▶ _WHAT TO DO_
Repeat all entries exactly.

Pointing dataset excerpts

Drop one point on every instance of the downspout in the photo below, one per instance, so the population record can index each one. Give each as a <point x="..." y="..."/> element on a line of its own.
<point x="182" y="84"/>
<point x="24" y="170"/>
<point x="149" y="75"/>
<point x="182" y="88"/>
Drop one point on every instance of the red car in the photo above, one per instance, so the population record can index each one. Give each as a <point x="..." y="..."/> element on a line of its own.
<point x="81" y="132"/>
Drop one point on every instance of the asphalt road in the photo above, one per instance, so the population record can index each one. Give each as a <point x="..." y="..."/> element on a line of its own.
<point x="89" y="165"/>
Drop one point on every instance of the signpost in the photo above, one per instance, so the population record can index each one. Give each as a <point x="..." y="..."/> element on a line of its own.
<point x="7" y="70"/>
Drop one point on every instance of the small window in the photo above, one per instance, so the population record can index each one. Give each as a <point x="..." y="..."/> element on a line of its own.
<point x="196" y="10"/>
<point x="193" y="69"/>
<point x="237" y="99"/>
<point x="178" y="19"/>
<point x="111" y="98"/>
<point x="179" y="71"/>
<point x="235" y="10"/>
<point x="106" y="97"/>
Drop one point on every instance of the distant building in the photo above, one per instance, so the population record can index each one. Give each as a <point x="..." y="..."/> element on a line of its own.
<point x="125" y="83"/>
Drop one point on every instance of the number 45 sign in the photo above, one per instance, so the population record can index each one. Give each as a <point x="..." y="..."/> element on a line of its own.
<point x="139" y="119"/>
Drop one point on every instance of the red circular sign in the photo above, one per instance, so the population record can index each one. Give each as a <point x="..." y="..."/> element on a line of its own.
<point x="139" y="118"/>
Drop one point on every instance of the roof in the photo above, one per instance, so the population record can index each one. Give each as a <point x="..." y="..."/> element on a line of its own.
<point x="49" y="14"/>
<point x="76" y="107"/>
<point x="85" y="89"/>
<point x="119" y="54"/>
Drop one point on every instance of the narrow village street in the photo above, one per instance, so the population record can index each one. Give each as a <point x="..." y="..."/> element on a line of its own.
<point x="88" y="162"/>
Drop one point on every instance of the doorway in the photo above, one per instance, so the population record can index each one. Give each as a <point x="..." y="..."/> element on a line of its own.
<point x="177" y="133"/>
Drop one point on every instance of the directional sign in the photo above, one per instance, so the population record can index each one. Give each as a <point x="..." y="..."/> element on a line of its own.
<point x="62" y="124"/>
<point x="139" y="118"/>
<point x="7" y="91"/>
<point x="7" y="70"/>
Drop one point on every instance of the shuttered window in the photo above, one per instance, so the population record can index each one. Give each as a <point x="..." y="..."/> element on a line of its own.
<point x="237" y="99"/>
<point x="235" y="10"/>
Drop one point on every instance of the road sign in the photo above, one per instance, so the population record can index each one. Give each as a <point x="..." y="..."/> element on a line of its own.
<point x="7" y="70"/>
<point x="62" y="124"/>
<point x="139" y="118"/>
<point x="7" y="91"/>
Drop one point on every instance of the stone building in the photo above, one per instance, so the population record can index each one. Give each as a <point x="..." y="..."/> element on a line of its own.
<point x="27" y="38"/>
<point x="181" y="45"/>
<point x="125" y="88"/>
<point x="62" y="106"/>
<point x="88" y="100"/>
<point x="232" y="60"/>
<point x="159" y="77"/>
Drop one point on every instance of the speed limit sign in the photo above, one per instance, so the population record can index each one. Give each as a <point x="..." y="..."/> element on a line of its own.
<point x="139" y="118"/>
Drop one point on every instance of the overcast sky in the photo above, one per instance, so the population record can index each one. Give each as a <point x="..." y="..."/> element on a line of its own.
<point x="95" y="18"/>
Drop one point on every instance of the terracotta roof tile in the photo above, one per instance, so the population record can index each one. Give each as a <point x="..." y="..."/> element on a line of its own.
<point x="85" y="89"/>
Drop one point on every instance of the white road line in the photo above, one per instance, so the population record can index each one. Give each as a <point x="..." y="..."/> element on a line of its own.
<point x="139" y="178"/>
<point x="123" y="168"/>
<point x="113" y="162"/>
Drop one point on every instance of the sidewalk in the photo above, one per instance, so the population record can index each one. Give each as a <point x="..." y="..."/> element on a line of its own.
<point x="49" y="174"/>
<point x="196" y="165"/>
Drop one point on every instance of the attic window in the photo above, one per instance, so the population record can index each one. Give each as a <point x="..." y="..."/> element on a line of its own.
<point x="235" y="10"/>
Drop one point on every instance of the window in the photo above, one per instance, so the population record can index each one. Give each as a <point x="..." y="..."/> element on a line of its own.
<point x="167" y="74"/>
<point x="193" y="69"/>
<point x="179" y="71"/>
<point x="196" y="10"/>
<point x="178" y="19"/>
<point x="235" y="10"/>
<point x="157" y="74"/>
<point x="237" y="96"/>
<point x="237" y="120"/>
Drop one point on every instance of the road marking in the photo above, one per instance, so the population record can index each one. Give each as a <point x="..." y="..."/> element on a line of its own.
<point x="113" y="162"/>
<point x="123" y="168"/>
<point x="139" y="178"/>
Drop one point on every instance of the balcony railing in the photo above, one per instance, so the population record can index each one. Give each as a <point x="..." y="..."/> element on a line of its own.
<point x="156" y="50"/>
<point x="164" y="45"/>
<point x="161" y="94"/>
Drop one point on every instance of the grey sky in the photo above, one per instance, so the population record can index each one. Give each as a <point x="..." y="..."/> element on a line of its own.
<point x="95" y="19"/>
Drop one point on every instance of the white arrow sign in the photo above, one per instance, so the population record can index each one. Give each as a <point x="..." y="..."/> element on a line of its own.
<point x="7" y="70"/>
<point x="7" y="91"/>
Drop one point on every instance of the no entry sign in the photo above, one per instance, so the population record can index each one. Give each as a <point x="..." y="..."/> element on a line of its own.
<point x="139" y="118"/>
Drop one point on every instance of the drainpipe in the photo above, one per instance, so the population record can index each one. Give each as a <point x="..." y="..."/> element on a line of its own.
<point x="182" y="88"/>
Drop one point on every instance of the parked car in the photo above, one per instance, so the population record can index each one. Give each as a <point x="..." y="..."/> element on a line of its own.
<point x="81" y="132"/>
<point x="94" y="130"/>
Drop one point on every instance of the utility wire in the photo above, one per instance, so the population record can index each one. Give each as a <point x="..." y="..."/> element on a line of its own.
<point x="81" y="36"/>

▶ _COMPLETE OUTPUT_
Drop one point on every instance of the downspout in the photo below, one per instance, so the population record can index each one. Give each as a <point x="..." y="..."/> element on a line of its own.
<point x="182" y="84"/>
<point x="24" y="170"/>
<point x="149" y="75"/>
<point x="182" y="88"/>
Drop one point on every instance of the red car in the photo above, one per instance, so the population record can index each one. Give each as a <point x="..." y="..."/> element on a line of its own.
<point x="81" y="132"/>
Drop one point on every instance of the asphalt road in the photo above, one per instance, so the population record can index each one. Give each as a <point x="..." y="..."/> element on a line of its own.
<point x="89" y="165"/>
Drop one point on every instance of the signpost in the photo above, one per instance, so the population record can index each one. Give each as a <point x="..." y="..."/> element on a line of its own.
<point x="7" y="70"/>
Drop one point on every instance of the small window in the photo above, one per instance, so the population record can index each one. Give each as a <point x="..." y="..."/> element on a line of its own.
<point x="196" y="10"/>
<point x="193" y="69"/>
<point x="237" y="99"/>
<point x="178" y="19"/>
<point x="111" y="98"/>
<point x="179" y="71"/>
<point x="235" y="10"/>
<point x="106" y="97"/>
Drop one point on every instance of the distant building in the photo above, one per instance, so the population record can index each one. Give each as a <point x="..." y="..."/> element on a line of its own.
<point x="125" y="83"/>
Drop one point on every instance of the number 45 sign in the photo above, one per instance, so the population record can index each one. Give each as a <point x="..." y="..."/> element on a line of its own.
<point x="139" y="119"/>
Drop one point on every instance of the red circular sign in the photo above, one per instance, so the population record can index each one. Give each as a <point x="..." y="..."/> element on a line of its own.
<point x="139" y="118"/>
Drop one point on every instance of the roof in the photo above, one per instance, so the population record can index each one. Give each as a <point x="..." y="..."/> element on a line of its own.
<point x="49" y="14"/>
<point x="76" y="107"/>
<point x="85" y="89"/>
<point x="119" y="54"/>
Drop one point on every instance of the narrow village street in the photo above, one per instance, so the population record can index each one. Give each as a <point x="..." y="..."/> element on a line of its own.
<point x="88" y="162"/>
Drop one point on every instance of the doorway in the photo above, one per instance, so the population record can index each one. Give each as a <point x="..." y="..."/> element on a line of its own.
<point x="177" y="133"/>
Drop one point on every instance of the directional sign in the photo above, one per instance, so the population record can index each one. Give each as a <point x="..." y="..."/> element on a line of its own.
<point x="62" y="124"/>
<point x="139" y="118"/>
<point x="7" y="91"/>
<point x="7" y="70"/>
Drop one point on every instance of the shuttered window in the photo above, one per instance, so the population record can index each one. Give each as a <point x="..." y="..."/> element on a line of its own.
<point x="237" y="99"/>
<point x="235" y="10"/>
Drop one point on every instance of the road sign in the photo above, one per instance, so the population record can index each one. Give each as a <point x="..." y="..."/> element on a line of its own.
<point x="7" y="70"/>
<point x="62" y="124"/>
<point x="139" y="118"/>
<point x="7" y="91"/>
Drop one point on every instance of the stone building in the photo above, one per instance, so the population record can index each one. Give each as a <point x="..." y="..."/> element on a line of its own.
<point x="27" y="38"/>
<point x="181" y="45"/>
<point x="125" y="88"/>
<point x="62" y="106"/>
<point x="88" y="100"/>
<point x="232" y="60"/>
<point x="159" y="77"/>
Drop one point on every instance of the speed limit sign in the photo above, one per instance, so the population record can index each one. Give each as a <point x="..." y="..."/> element on a line of its own.
<point x="139" y="118"/>
Drop one point on every instance of the overcast sky in the photo above, one per instance, so the population record can index each one. Give each as a <point x="..." y="..."/> element on a line of its own.
<point x="95" y="18"/>
Drop one point on every instance of the terracotta roof tile in the photo above, one per instance, so the population record can index each one. Give each as a <point x="..." y="..."/> element on a line of its own.
<point x="85" y="89"/>
Drop one point on every instance of the white road line in the photo above, one per instance, so the population record can index each one. Give each as a <point x="..." y="..."/> element on a line of its own.
<point x="139" y="178"/>
<point x="123" y="168"/>
<point x="113" y="162"/>
Drop one point on every instance of the sidewalk in the photo above, one per instance, so the population record can index each one. Give each as a <point x="..." y="..."/> element on a line of its own.
<point x="49" y="174"/>
<point x="196" y="165"/>
Drop one point on every instance of the attic window in the photo above, one per instance, so the population record can index each one. Give each as a <point x="..." y="..."/> element on a line of its own.
<point x="235" y="10"/>
Drop one point on every instance of the window in the photo above, one per instance, so the population record can index each one. Give each as a <point x="..." y="..."/> element on a line of its own.
<point x="167" y="74"/>
<point x="193" y="69"/>
<point x="179" y="71"/>
<point x="196" y="10"/>
<point x="178" y="19"/>
<point x="235" y="10"/>
<point x="157" y="74"/>
<point x="237" y="96"/>
<point x="237" y="120"/>
Drop one point on every instance of the road marking in the photo above, one per instance, so the population record can index each one. Give each as a <point x="..." y="..."/> element on a line of its own.
<point x="113" y="162"/>
<point x="123" y="168"/>
<point x="139" y="178"/>
Drop one point on every instance of the balcony railing in the photo above, one per instance, so the population record can index each one. Give each as a <point x="..." y="..."/> element on a line of its own.
<point x="156" y="50"/>
<point x="164" y="45"/>
<point x="161" y="94"/>
Drop one point on every instance of the grey sky in the photo above, one per instance, so the population record can index each one. Give each as a <point x="..." y="..."/> element on a line of its own.
<point x="95" y="19"/>
Drop one point on every instance of the white arrow sign in the photo above, one per instance, so the population record can index each one. Give each as a <point x="..." y="..."/> element on a line of its own.
<point x="7" y="70"/>
<point x="7" y="91"/>
Drop one point on every instance of the no entry sign in the photo above, one per instance, so the population record can index each one. Give each as a <point x="..." y="..."/> element on a line of its own.
<point x="139" y="118"/>
Drop one point on every instance of the drainpipe in the photo above, one per instance, so the population record can index each one. Give each as a <point x="..." y="..."/> element on a line of its own.
<point x="182" y="88"/>
Drop one point on every instance of the parked car in the photo above, one per instance, so the population record can index each one. Give each as a <point x="..." y="..."/> element on a line of its own.
<point x="81" y="132"/>
<point x="94" y="130"/>
Drop one point on every instance of the utility wire in the photo above, one per instance, so the population record can index each one. Give each as a <point x="..." y="..."/> element on a line of its own.
<point x="81" y="36"/>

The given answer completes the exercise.